▶ **Work to be completed**: Repeat, word for word, the part of the listing below that opens with its first line and closes with the line containing "point(565, 621)", including both of those lines.
--- START OF Data for this exercise ---
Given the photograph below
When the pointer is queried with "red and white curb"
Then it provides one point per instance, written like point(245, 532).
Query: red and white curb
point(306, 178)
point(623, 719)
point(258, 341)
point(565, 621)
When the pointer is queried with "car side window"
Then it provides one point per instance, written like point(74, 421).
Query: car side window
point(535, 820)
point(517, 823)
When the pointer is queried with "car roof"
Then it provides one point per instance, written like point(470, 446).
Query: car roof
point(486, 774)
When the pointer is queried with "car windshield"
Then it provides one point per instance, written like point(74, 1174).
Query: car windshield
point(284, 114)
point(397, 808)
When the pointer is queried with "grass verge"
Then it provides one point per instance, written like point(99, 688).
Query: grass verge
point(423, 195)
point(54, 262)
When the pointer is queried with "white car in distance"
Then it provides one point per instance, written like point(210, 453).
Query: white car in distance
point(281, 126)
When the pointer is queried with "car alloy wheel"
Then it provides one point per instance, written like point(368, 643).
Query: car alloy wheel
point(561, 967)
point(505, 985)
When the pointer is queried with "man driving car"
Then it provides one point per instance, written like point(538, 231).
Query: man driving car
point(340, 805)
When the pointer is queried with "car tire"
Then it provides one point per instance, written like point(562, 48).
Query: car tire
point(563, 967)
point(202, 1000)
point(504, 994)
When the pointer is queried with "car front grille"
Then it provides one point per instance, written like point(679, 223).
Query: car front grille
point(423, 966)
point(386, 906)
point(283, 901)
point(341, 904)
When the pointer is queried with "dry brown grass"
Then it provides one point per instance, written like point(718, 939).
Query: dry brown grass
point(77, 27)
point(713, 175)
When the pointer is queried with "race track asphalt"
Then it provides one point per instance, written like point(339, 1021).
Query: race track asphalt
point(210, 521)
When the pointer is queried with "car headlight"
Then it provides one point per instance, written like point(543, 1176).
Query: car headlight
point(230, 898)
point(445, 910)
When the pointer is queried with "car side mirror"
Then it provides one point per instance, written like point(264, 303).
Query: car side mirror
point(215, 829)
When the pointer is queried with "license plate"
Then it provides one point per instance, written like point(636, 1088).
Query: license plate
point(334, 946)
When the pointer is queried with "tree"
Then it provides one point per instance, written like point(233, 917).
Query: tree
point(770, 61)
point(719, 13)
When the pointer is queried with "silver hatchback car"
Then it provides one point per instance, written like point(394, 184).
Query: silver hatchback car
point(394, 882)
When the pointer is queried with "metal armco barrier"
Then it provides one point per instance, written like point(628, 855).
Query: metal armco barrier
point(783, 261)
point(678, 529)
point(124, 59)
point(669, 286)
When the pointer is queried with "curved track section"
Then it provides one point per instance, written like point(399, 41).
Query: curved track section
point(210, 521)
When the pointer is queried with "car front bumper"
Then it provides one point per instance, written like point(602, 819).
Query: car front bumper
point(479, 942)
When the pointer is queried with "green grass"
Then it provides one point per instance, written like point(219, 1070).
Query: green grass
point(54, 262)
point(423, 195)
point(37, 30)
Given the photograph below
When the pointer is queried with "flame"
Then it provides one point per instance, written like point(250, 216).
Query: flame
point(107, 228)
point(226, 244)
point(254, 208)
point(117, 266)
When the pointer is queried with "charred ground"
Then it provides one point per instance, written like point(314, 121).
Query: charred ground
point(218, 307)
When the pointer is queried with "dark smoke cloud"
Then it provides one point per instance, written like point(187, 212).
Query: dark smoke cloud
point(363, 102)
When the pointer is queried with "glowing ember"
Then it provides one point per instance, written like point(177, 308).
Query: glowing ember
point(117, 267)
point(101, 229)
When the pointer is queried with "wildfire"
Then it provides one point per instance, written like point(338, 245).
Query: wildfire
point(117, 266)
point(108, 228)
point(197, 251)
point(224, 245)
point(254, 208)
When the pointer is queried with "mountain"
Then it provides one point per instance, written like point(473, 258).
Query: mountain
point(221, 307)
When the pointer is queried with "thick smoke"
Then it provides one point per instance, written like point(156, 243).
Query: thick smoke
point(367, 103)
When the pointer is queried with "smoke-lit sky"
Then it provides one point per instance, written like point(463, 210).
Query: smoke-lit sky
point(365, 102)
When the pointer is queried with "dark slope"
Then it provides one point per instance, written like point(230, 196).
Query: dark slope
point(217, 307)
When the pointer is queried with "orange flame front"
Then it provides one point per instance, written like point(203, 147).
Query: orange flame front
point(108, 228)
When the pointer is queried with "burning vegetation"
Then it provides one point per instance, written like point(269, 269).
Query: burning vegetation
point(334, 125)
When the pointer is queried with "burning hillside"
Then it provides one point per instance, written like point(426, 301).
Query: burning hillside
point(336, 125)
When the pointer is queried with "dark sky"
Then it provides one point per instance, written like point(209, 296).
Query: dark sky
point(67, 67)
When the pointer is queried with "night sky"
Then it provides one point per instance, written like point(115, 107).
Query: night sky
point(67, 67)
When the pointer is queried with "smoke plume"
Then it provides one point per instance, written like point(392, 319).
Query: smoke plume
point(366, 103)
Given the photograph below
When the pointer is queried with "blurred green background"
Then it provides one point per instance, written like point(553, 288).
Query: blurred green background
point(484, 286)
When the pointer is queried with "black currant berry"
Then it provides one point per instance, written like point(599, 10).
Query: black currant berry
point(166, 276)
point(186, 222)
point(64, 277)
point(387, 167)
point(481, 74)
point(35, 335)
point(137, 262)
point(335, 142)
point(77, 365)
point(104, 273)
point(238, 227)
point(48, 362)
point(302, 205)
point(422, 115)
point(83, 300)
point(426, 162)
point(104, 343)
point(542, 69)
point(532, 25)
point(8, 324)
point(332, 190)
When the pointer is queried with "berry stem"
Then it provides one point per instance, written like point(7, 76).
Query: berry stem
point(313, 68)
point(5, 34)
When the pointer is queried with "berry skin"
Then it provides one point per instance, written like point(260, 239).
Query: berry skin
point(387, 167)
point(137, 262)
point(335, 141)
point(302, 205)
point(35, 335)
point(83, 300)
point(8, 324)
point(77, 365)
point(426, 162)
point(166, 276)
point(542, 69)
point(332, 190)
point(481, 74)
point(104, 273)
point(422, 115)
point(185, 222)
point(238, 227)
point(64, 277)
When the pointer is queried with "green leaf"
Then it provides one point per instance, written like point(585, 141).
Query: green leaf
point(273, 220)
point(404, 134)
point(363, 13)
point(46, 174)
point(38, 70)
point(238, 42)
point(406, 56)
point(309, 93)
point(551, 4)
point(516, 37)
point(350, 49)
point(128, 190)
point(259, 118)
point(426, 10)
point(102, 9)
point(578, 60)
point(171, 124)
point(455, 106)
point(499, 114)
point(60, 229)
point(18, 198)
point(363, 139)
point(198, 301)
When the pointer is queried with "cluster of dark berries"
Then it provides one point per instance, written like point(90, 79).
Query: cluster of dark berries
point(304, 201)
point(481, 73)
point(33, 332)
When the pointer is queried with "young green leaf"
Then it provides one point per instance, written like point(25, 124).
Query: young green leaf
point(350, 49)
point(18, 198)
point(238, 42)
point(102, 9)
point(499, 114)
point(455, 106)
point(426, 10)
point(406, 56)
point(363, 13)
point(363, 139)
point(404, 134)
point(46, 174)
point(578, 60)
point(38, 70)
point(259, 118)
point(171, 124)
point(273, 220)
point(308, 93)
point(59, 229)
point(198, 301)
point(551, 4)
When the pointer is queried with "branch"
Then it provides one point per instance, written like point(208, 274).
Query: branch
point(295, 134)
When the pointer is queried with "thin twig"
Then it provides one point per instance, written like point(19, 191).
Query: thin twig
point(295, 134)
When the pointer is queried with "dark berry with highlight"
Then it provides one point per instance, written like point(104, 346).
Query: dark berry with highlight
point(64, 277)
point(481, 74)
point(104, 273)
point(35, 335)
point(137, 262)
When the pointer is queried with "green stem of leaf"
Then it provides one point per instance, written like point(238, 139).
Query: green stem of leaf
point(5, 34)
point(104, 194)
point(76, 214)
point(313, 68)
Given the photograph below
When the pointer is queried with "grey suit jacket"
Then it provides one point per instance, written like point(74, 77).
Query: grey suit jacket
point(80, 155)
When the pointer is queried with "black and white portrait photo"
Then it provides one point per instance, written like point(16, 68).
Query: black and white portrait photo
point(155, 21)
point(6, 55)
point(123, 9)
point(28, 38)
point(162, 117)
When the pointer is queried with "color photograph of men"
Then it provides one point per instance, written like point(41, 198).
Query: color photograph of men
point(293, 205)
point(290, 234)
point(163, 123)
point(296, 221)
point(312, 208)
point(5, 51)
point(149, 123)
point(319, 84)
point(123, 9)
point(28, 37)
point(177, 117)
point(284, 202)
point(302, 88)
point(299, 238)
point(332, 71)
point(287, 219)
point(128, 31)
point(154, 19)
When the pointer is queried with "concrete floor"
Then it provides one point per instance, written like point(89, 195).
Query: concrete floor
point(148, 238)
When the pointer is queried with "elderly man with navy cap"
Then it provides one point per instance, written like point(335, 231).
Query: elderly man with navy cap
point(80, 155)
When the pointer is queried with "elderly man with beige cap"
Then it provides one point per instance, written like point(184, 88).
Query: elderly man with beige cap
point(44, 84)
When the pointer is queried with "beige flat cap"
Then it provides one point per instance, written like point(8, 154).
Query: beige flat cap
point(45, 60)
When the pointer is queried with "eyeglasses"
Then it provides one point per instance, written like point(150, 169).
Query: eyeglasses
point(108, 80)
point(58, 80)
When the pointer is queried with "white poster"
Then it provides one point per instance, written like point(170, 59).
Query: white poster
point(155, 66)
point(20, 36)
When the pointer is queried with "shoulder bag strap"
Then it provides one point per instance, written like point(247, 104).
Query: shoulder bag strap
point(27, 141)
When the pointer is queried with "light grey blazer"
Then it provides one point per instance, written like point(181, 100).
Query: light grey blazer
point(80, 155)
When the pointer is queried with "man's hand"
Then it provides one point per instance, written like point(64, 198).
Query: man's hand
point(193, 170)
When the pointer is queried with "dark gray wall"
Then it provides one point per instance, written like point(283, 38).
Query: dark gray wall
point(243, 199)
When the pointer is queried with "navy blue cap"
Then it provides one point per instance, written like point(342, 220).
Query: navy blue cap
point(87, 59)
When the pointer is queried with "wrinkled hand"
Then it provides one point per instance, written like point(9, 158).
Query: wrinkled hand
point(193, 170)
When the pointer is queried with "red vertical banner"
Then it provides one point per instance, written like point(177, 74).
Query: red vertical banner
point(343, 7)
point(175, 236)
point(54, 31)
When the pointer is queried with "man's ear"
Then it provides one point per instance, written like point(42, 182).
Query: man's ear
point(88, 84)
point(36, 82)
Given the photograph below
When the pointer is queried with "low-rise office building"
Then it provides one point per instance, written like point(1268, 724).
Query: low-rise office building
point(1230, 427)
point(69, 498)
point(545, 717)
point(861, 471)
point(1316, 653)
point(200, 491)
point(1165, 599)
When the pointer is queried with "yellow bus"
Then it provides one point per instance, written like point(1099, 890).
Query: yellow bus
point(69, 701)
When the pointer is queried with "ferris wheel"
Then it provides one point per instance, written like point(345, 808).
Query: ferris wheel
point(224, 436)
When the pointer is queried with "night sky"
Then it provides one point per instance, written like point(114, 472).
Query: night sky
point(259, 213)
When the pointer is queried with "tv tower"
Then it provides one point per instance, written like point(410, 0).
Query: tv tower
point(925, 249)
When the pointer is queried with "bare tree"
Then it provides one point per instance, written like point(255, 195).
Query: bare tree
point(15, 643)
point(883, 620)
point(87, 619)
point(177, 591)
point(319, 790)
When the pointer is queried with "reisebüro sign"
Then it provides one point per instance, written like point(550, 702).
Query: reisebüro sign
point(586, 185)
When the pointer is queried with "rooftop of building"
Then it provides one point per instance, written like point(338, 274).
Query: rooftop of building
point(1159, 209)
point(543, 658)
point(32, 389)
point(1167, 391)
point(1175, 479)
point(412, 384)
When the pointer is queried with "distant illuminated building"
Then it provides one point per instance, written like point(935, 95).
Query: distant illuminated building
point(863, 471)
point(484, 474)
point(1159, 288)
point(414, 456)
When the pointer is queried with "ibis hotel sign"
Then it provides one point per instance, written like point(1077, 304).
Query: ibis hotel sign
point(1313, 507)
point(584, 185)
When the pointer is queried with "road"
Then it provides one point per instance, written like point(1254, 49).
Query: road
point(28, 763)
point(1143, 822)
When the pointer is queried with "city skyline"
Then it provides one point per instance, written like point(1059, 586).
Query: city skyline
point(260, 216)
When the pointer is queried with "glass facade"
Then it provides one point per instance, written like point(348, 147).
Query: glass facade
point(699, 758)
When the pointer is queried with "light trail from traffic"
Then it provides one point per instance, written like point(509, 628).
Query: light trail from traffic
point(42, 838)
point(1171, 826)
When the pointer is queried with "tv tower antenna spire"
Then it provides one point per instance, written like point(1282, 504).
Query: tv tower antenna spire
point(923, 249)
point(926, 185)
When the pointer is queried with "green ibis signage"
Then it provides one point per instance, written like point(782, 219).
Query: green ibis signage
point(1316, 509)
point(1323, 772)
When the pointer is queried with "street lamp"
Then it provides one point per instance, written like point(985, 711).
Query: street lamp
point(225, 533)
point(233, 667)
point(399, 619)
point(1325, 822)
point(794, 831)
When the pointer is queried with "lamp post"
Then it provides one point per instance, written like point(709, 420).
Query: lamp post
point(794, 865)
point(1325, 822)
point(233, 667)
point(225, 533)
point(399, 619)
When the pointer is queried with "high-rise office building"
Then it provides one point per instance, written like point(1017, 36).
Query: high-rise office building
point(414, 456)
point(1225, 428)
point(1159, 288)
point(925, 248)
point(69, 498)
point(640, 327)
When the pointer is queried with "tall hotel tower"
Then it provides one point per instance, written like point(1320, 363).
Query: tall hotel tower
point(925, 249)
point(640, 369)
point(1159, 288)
--- END OF Data for this exercise ---
▶ **Finished answer**:
Given the photograph below
When the pointer is queried with "red and white curb"
Then it provides one point per instance, written like point(245, 532).
Query: red and white curb
point(306, 178)
point(623, 719)
point(258, 341)
point(565, 621)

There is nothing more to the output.